PROBLEM TO WORK ON — In the forum thread on landlords and tenants, how long does Buddyg say the house stays empty when a good tenant leaves?

Since you seem to have an interest in Dublin, do you think the 20,000 homes in Dublin waiting to be taken over by NAMA will be torn down? Do you think banks will start to lend so that buyers will hoover them up? Or do you think it's possible the government will feed small landlords to the wolves and flood the market with the properties to get some kind of return for the prices NAMA will pay?

[broken link removed]



Knuttell said:


> Waged tenants or S/W tenants as long as the rent is paid and property cared for,I aint fussy Buddy.


Presumably you're assuming that rent allowance will stay at current levels while our deficit grows.

Aside from this I concur with Bronte. If you take such a jaundiced  adversarial attitude in your dealings with your tenants, you shoudn't be surprised if you get treated in the same way in return. It cuts  both ways etc. Honestly this kind of confrontational approach gives decent landlords a bad name.


----------



## Buddyg (17 Feb 2010)

The cost of a good tenant leaving is fairly large. Empty house for at least a week, ptrb fee , advertising costs and all the work of vetting and showing new tenants. And then the worry of having them actually pay.

If you start waving your 1% daft reports at tenants you could be in for quite a land.


----------



## Knuttell (17 Feb 2010)

noel_c said:


> Aside from this I concur with Bronte. If you take such a jaundiced  adversarial attitude in your dealings with your tenants, you shoudn't be surprised if you get treated in the same way in return. It cuts  both ways etc. Honestly this kind of confrontational approach gives decent landlords a bad name.

(Data entries)
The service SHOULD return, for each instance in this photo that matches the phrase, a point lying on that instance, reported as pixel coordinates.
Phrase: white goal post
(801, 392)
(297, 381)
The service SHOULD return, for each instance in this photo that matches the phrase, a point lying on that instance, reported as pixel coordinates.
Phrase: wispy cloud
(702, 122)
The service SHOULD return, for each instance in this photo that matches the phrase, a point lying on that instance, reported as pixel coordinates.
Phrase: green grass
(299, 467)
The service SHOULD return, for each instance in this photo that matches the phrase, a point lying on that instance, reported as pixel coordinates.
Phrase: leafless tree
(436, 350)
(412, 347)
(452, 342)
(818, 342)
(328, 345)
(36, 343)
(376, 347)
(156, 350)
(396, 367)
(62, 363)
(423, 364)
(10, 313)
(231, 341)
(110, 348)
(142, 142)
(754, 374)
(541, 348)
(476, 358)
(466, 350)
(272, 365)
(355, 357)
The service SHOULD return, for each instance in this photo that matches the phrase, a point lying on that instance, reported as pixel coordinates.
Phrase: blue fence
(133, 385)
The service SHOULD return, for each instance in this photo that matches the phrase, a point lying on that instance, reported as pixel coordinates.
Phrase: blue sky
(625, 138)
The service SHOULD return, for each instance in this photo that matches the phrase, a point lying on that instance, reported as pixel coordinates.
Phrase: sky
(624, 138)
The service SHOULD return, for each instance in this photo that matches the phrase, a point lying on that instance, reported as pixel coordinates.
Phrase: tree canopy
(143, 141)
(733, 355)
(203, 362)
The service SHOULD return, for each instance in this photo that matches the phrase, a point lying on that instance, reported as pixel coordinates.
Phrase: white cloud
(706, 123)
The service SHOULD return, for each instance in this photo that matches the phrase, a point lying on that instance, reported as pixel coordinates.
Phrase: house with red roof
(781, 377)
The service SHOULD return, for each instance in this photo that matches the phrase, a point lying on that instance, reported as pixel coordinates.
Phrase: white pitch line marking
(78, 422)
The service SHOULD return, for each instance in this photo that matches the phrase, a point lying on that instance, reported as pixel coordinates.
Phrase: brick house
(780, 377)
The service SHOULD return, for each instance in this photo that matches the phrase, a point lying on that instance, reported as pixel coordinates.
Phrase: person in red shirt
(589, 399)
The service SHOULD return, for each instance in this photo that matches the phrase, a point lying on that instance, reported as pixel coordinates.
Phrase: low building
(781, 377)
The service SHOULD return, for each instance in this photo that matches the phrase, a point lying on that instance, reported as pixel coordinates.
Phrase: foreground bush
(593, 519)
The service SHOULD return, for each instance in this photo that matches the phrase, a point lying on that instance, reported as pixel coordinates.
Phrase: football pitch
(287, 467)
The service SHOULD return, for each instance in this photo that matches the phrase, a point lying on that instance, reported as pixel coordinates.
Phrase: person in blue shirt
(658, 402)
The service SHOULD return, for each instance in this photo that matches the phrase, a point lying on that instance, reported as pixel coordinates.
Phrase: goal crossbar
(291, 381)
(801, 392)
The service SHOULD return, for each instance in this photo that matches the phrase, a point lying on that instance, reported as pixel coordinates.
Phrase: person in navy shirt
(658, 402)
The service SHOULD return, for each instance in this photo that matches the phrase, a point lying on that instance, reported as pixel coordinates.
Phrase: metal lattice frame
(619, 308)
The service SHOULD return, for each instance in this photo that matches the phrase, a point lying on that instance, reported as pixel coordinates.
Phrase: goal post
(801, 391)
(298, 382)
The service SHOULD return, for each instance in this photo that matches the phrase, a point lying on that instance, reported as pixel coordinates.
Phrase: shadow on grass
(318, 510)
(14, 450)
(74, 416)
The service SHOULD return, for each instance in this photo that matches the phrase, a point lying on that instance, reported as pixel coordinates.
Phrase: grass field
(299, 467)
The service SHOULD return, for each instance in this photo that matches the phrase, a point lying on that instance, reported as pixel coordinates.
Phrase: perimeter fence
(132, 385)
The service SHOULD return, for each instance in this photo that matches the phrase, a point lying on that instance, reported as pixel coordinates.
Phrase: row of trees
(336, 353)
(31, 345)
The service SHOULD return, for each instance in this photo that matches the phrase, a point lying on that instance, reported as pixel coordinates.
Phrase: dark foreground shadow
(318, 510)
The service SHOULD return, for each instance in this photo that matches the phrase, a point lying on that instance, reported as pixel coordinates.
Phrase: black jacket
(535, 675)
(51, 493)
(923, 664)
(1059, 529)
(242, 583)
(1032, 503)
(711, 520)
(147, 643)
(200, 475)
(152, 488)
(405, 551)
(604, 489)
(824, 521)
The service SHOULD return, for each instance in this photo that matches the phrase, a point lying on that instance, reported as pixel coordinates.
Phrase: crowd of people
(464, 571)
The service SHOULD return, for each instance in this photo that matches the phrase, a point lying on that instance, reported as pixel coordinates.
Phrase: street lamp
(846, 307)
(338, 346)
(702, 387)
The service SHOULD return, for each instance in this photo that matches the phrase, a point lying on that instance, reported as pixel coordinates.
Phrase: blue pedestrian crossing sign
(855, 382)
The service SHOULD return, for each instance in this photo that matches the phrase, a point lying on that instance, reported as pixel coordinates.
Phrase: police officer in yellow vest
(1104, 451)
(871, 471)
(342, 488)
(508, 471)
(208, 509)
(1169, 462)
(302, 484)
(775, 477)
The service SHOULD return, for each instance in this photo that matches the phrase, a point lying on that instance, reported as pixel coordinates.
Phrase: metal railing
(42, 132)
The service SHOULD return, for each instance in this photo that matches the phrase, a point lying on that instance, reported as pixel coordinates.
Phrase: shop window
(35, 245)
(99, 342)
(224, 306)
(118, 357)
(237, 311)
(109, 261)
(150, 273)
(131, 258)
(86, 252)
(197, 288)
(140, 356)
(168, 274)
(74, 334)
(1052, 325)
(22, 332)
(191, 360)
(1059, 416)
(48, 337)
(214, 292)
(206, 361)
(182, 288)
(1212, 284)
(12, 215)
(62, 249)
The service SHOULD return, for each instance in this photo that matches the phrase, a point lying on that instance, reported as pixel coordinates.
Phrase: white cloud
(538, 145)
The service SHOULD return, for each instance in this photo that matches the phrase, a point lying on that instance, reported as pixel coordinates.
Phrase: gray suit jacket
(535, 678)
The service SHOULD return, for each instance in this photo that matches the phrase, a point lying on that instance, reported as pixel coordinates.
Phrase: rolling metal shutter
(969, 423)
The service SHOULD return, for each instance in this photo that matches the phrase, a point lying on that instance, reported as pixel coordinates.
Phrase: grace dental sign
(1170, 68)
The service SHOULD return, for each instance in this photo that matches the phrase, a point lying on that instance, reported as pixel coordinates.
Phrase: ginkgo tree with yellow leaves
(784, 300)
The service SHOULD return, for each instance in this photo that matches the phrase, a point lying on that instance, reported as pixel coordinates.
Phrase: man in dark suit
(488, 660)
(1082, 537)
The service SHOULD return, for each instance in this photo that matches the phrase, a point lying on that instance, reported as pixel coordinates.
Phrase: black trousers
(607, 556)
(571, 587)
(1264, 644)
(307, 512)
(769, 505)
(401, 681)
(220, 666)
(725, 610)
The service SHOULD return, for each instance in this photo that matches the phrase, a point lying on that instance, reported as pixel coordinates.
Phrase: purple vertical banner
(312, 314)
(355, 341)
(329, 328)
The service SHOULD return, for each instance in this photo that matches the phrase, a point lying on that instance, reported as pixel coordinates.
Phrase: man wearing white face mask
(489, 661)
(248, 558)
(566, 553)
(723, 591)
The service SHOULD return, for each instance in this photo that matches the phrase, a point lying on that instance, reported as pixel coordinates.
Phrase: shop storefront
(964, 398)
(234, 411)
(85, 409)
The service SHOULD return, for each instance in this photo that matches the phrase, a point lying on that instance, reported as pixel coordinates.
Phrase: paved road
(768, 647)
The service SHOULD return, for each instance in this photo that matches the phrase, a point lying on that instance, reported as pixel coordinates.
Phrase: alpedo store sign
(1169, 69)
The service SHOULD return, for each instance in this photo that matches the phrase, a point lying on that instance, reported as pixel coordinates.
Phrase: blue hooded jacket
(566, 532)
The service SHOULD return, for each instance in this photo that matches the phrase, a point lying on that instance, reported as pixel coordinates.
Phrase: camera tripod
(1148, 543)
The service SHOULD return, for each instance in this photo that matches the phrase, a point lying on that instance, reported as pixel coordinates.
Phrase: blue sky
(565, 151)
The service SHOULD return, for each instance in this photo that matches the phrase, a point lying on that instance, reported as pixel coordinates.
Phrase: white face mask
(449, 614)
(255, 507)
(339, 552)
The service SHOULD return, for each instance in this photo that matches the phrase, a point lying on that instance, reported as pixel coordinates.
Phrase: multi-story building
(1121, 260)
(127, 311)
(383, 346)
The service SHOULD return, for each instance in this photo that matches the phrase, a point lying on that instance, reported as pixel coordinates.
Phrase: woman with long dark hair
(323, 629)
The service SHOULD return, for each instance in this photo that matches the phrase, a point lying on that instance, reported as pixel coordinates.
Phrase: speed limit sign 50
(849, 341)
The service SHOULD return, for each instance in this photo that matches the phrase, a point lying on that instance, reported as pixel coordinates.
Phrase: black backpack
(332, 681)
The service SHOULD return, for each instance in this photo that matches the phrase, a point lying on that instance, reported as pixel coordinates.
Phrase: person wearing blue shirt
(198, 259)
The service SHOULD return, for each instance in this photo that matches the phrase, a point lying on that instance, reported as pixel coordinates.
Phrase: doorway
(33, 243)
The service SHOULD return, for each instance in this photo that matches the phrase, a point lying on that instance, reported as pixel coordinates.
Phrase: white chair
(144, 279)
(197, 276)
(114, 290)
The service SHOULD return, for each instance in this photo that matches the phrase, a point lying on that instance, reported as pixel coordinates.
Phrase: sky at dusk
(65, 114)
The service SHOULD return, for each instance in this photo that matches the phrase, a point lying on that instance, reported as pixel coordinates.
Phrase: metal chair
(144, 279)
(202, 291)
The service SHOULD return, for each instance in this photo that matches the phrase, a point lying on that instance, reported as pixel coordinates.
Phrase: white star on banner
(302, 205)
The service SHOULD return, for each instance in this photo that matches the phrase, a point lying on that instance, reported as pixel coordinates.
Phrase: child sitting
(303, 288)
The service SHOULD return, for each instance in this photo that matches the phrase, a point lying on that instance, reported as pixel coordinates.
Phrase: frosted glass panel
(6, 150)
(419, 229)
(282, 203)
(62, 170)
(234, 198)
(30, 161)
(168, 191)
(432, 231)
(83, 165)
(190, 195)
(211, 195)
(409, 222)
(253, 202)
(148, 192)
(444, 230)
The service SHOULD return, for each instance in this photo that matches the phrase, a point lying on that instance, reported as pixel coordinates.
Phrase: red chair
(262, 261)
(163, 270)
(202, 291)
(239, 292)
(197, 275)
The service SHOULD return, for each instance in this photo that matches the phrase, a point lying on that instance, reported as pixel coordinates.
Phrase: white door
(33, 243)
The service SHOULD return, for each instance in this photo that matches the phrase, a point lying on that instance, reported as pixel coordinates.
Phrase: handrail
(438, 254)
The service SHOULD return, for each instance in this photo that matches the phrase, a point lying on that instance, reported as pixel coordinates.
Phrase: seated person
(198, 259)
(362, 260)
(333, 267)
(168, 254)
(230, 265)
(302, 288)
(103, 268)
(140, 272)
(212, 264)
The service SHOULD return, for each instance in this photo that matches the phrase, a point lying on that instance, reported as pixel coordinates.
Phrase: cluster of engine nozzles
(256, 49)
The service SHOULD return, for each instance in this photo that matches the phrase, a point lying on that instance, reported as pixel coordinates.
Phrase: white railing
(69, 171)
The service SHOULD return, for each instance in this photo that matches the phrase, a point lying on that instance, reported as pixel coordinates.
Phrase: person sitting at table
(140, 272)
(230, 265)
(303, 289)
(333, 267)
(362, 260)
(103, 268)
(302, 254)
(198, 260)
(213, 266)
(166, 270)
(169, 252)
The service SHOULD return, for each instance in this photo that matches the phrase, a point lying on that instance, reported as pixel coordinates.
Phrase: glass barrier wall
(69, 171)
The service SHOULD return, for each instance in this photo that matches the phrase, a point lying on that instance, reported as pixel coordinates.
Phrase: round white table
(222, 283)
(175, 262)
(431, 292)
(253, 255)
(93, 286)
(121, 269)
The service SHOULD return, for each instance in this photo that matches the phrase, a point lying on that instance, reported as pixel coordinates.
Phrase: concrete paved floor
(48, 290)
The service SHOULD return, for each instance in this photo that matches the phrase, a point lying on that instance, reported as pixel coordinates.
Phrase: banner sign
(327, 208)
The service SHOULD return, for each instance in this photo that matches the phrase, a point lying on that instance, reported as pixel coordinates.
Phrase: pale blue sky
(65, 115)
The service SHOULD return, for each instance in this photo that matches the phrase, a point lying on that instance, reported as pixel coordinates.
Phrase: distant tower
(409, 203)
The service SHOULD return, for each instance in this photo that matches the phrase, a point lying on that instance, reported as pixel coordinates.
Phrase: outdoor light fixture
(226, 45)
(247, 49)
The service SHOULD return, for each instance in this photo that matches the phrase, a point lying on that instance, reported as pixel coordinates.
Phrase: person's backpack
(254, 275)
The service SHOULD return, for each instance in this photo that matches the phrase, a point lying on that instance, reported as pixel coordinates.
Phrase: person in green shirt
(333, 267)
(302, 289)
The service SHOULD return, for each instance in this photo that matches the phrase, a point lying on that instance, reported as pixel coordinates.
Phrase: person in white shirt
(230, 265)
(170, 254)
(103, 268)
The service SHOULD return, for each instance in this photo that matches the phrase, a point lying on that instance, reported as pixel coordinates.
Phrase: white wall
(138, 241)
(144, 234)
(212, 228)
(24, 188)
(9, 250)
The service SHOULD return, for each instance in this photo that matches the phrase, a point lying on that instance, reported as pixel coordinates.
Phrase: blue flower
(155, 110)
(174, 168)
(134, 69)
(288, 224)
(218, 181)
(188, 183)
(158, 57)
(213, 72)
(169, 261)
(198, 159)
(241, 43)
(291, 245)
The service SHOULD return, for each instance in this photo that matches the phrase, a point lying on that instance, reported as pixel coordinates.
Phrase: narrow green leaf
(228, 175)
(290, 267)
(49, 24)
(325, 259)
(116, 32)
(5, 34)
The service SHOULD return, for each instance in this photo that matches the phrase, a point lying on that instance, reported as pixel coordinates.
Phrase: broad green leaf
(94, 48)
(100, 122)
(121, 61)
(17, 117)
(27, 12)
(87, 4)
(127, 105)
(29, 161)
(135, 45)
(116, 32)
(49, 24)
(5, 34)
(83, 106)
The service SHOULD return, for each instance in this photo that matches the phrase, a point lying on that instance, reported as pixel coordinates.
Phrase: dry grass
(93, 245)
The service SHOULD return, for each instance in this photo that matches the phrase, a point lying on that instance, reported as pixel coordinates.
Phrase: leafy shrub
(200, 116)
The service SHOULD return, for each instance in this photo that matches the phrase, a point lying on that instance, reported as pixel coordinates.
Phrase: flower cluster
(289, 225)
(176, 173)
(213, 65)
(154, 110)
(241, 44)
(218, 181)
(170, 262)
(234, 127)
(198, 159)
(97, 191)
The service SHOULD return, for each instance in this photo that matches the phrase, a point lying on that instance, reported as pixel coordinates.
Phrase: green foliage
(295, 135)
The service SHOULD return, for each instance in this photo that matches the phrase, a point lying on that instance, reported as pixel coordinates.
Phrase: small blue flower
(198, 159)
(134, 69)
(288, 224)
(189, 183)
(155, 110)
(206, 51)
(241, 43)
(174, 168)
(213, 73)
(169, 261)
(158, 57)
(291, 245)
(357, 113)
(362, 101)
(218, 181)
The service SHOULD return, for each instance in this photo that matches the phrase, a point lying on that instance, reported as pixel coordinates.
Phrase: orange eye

RESPONSE TO THIS TASK — At least a week.